◆ What is asked ◆
Update the entries starting at the line containing "target: green foliage in foreground" and ending at the line containing "task: trace the outline of every instance of the green foliage", replacing "foreground" with "background" and leaving all else unchanged.

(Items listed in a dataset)
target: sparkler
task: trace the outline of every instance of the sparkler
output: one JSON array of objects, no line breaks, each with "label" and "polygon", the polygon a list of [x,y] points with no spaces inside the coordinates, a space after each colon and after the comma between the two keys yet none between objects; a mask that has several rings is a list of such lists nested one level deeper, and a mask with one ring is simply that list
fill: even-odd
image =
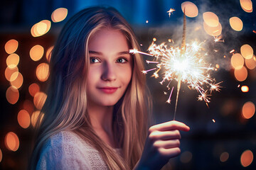
[{"label": "sparkler", "polygon": [[[168,46],[164,42],[156,45],[154,42],[149,46],[149,53],[130,50],[130,53],[140,53],[154,57],[151,61],[146,60],[147,64],[154,64],[156,67],[149,70],[143,70],[144,74],[154,71],[152,76],[158,78],[159,72],[164,69],[164,76],[160,82],[163,84],[168,81],[166,87],[169,90],[169,85],[173,80],[177,81],[177,94],[176,98],[174,120],[175,120],[177,103],[181,82],[186,83],[191,89],[196,89],[199,93],[198,101],[204,101],[206,104],[210,103],[210,96],[213,91],[220,91],[220,83],[215,83],[215,79],[210,76],[210,71],[214,70],[210,64],[204,62],[204,57],[207,55],[201,47],[203,42],[197,41],[189,44],[186,43],[186,21],[185,9],[183,15],[183,27],[181,47]],[[167,103],[171,103],[171,97],[174,90],[172,87]],[[208,91],[210,93],[208,93]]]}]

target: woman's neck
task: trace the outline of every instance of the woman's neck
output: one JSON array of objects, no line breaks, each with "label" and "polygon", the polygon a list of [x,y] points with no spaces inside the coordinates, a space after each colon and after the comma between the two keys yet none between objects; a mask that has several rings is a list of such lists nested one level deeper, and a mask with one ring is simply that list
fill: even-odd
[{"label": "woman's neck", "polygon": [[88,106],[88,114],[92,128],[95,130],[112,132],[113,108],[114,106],[99,106],[93,104]]},{"label": "woman's neck", "polygon": [[89,105],[88,114],[93,130],[100,138],[113,148],[117,147],[112,130],[114,106]]}]

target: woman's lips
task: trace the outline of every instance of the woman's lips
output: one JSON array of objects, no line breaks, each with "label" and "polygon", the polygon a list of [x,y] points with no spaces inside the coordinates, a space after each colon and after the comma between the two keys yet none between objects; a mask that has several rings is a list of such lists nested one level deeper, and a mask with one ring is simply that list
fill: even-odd
[{"label": "woman's lips", "polygon": [[100,87],[98,89],[105,94],[114,94],[117,90],[118,88],[117,87]]}]

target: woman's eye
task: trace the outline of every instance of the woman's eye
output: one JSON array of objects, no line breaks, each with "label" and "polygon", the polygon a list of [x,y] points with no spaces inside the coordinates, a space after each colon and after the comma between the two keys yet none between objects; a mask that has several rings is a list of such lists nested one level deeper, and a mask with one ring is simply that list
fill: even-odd
[{"label": "woman's eye", "polygon": [[100,62],[100,60],[95,57],[90,57],[90,63],[97,63]]},{"label": "woman's eye", "polygon": [[117,62],[119,62],[119,63],[124,63],[127,62],[127,60],[124,59],[124,58],[119,58],[117,60]]}]

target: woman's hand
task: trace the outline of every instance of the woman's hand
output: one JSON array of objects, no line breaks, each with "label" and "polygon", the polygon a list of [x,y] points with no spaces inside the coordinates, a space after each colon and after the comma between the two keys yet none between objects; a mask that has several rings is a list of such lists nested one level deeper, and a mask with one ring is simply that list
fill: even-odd
[{"label": "woman's hand", "polygon": [[170,158],[181,153],[179,130],[188,131],[183,123],[171,120],[151,126],[141,159],[135,169],[160,169]]}]

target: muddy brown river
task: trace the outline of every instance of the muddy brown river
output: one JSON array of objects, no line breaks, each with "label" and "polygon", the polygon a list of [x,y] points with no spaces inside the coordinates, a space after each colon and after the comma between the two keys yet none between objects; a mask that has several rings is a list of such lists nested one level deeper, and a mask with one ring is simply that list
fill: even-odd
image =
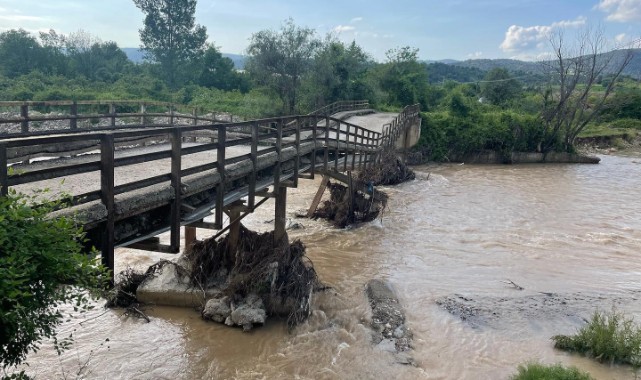
[{"label": "muddy brown river", "polygon": [[[59,357],[44,347],[29,357],[28,372],[38,379],[507,379],[518,364],[541,361],[597,379],[633,379],[630,367],[557,351],[550,340],[576,331],[596,308],[641,320],[641,158],[602,159],[418,167],[417,180],[385,189],[391,200],[382,220],[340,231],[297,220],[305,228],[290,238],[303,240],[333,290],[317,297],[309,321],[293,332],[274,319],[243,333],[188,309],[150,307],[145,323],[98,308],[62,326],[75,338],[69,351]],[[290,190],[292,218],[318,182]],[[272,210],[262,206],[246,224],[269,229]],[[158,257],[117,252],[120,268]],[[372,278],[396,287],[416,367],[395,364],[370,343],[363,289]],[[471,315],[462,319],[443,300]]]}]

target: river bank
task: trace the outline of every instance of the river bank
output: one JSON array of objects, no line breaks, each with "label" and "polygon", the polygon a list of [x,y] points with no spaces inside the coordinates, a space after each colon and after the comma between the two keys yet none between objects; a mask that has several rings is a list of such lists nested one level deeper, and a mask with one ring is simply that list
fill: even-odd
[{"label": "river bank", "polygon": [[[575,365],[597,379],[633,379],[629,367],[569,355],[550,340],[575,332],[597,306],[616,305],[641,318],[641,302],[633,299],[641,288],[641,165],[635,158],[601,159],[415,167],[416,180],[384,188],[390,201],[382,219],[345,230],[296,219],[320,178],[300,181],[287,211],[304,228],[290,237],[305,243],[332,287],[315,301],[307,323],[290,334],[275,319],[243,333],[189,309],[150,307],[151,322],[144,323],[98,308],[62,327],[76,339],[71,351],[58,357],[43,349],[30,357],[29,373],[60,378],[61,369],[82,367],[86,378],[506,379],[518,364],[539,360]],[[270,201],[247,226],[266,231],[271,219]],[[199,238],[206,233],[199,230]],[[167,256],[121,249],[117,266],[146,268],[160,257]],[[396,289],[417,367],[395,364],[373,347],[364,288],[372,278]],[[438,304],[459,296],[467,299],[460,306],[478,310],[486,323],[468,323]],[[492,305],[501,306],[498,317],[487,314]]]}]

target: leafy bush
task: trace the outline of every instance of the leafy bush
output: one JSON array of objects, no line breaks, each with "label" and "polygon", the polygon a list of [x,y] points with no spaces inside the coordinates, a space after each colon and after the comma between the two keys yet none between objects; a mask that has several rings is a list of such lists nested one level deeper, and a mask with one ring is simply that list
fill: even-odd
[{"label": "leafy bush", "polygon": [[575,367],[564,367],[560,364],[546,366],[539,363],[520,365],[518,373],[511,380],[593,380],[586,372]]},{"label": "leafy bush", "polygon": [[641,327],[616,310],[595,311],[576,335],[555,335],[554,347],[591,356],[600,362],[641,367]]},{"label": "leafy bush", "polygon": [[[101,266],[83,252],[83,232],[70,218],[50,218],[61,201],[34,207],[34,199],[10,192],[0,197],[0,365],[20,364],[45,338],[56,339],[63,315],[91,308],[90,295],[104,288]],[[89,292],[88,292],[89,291]]]}]

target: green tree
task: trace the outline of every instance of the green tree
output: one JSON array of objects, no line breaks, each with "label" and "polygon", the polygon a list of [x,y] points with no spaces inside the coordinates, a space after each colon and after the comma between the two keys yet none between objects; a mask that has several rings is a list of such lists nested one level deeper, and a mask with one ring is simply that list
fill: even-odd
[{"label": "green tree", "polygon": [[[83,232],[69,218],[48,214],[58,202],[32,207],[33,199],[10,192],[0,197],[0,365],[23,362],[45,338],[56,349],[63,320],[59,307],[90,308],[87,290],[98,292],[104,271],[83,252]],[[94,293],[95,294],[95,293]]]},{"label": "green tree", "polygon": [[321,42],[315,31],[285,21],[280,31],[262,30],[251,37],[246,70],[259,85],[272,89],[283,102],[283,112],[295,113],[302,78],[312,65]]},{"label": "green tree", "polygon": [[521,94],[521,84],[504,68],[490,70],[481,84],[483,98],[495,105],[506,105]]},{"label": "green tree", "polygon": [[141,48],[175,89],[180,70],[202,56],[207,41],[207,29],[196,24],[196,0],[134,0],[134,4],[145,14]]},{"label": "green tree", "polygon": [[372,89],[366,73],[371,66],[370,57],[355,42],[345,45],[328,37],[314,57],[308,91],[311,106],[370,98]]},{"label": "green tree", "polygon": [[[577,135],[603,111],[633,52],[604,54],[609,49],[603,32],[590,29],[569,43],[558,31],[550,36],[550,44],[554,59],[545,63],[551,79],[543,95],[540,115],[545,138],[539,150],[572,151]],[[595,91],[595,84],[606,72],[612,80],[603,90]]]},{"label": "green tree", "polygon": [[421,103],[426,108],[427,68],[418,61],[418,49],[409,46],[390,49],[382,67],[381,88],[395,106]]},{"label": "green tree", "polygon": [[225,91],[248,91],[248,83],[246,83],[245,78],[234,69],[234,61],[223,57],[214,45],[208,45],[205,50],[198,84]]},{"label": "green tree", "polygon": [[35,37],[24,29],[0,34],[0,73],[15,78],[33,70],[46,72],[44,51]]},{"label": "green tree", "polygon": [[65,38],[65,47],[75,73],[89,80],[113,82],[129,65],[129,59],[118,44],[102,42],[79,30]]}]

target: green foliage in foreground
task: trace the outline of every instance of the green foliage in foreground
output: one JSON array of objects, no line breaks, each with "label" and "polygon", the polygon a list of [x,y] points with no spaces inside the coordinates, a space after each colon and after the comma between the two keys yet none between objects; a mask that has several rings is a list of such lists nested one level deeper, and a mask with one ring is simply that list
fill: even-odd
[{"label": "green foliage in foreground", "polygon": [[[22,363],[43,339],[58,352],[63,320],[59,306],[91,308],[90,295],[104,288],[104,271],[83,252],[83,232],[69,218],[47,215],[60,202],[33,207],[34,199],[11,192],[0,197],[0,366]],[[89,292],[87,291],[89,290]]]},{"label": "green foliage in foreground", "polygon": [[564,367],[561,364],[546,366],[539,363],[528,363],[519,366],[519,372],[511,380],[593,380],[586,372],[575,367]]},{"label": "green foliage in foreground", "polygon": [[594,312],[576,335],[555,335],[554,347],[591,356],[600,362],[641,367],[641,327],[616,310]]}]

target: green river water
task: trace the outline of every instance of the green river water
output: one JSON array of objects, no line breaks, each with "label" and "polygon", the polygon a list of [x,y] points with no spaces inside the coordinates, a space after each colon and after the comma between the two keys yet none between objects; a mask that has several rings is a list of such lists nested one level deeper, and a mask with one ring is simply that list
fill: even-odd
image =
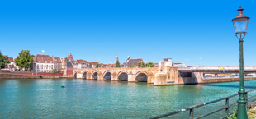
[{"label": "green river water", "polygon": [[[239,82],[154,86],[75,79],[0,80],[0,118],[147,118],[235,94],[238,86]],[[255,89],[256,81],[245,81],[245,86]],[[195,109],[194,115],[221,106],[225,101]],[[188,118],[188,113],[167,118]],[[206,118],[220,116],[225,110]]]}]

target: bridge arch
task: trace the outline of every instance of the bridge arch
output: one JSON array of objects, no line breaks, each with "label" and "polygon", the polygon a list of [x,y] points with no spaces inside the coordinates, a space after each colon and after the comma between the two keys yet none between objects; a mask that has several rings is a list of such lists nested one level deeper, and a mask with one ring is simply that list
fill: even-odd
[{"label": "bridge arch", "polygon": [[140,71],[135,74],[135,80],[138,82],[148,82],[148,72]]},{"label": "bridge arch", "polygon": [[104,71],[103,79],[107,80],[111,80],[111,74],[112,74],[112,72],[110,70]]},{"label": "bridge arch", "polygon": [[82,72],[82,78],[83,79],[87,79],[87,73],[88,73],[88,71],[83,71]]},{"label": "bridge arch", "polygon": [[121,71],[117,74],[117,79],[121,81],[128,81],[128,71]]},{"label": "bridge arch", "polygon": [[93,71],[92,73],[92,79],[97,80],[97,71]]}]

◆ Output for this exercise ◆
target: green foliage in background
task: trace the outline of every instance of the green foliage in background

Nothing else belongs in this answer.